# Progression to learn what I call "Full ZZ"



## S1neWav_ (Sep 30, 2021)

Hey SS forums! I am not an extraordinary cuber by any means, but I am an alg fanatic. I am going to be learning all of the mainstream zz variants. I may or may not decide to learn more, depending on new incoming variants. This will be something I can challenge myself with, and also it would be cool to see myself do something no one has before. I am creating this thread as a way to hold myself accountable to this journey. I already know full TUL ZBLL and half of H and quite a few random cases from Pi and S/As. I plan on learning even more algs for different puzzles, such as 2lll for megaminx and full pbl/obl on sq1. I might even learn Mehta-TDR, who knows.

Case count:
ZZ-a: 493 ZBLLs
ZZ-c: 504 OLS
ZZ-ct: 105 TSLEs and 72 TTLL (included PLL in the ZZ-a alg count)

__Written request A__.
According to the forum thread, how many ZBLLs does ZZ-a involve?

__Provided entries__.
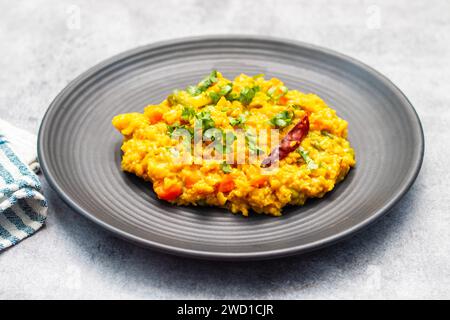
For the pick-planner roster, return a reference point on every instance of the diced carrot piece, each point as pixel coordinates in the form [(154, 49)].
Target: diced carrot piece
[(170, 193), (155, 116), (259, 181), (227, 184), (283, 100)]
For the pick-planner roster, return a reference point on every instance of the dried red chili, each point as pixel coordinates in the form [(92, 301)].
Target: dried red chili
[(289, 143)]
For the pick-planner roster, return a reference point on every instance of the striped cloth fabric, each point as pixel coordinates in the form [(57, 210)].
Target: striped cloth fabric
[(23, 209)]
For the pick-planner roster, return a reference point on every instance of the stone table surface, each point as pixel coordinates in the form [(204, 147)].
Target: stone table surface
[(45, 44)]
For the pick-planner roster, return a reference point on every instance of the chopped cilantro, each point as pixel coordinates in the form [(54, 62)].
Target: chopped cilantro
[(225, 167), (187, 113), (247, 94)]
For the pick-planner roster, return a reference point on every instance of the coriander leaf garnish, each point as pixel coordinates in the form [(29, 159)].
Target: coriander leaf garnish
[(309, 162), (225, 167), (187, 113), (215, 97), (247, 94), (208, 81)]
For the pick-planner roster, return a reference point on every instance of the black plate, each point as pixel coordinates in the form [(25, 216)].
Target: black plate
[(79, 150)]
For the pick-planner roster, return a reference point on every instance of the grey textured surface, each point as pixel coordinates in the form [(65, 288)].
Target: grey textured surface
[(405, 255)]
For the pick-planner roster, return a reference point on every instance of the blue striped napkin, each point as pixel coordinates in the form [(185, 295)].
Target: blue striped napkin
[(23, 209)]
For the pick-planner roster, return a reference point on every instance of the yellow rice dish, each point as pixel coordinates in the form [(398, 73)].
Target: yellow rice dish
[(239, 111)]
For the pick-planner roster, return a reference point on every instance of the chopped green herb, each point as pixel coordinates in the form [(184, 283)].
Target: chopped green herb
[(215, 97), (208, 81), (172, 128), (282, 119), (187, 113), (309, 162), (225, 167), (229, 138), (247, 94)]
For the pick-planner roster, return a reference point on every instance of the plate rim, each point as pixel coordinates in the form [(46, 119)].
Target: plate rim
[(215, 255)]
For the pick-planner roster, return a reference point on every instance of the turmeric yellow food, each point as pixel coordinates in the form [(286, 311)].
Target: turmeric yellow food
[(231, 116)]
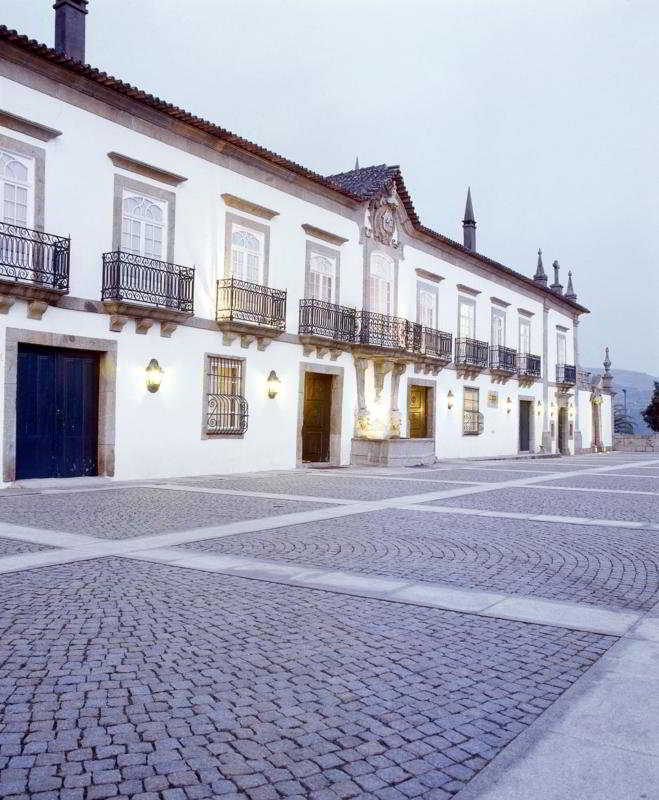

__Written request B__.
Return each line of the entries that contains the word "plate".

__Correct output A__.
493

__Correct output B__.
For the pick-planner roster, return a reference point on every instance of the black plate, each point as pixel coordinates in the form [(25, 216)].
Target: black plate
For the pick-planner roster, return a reference point on every instance of the plate rim, each point as pixel coordinates in the form [(46, 119)].
Target: plate rim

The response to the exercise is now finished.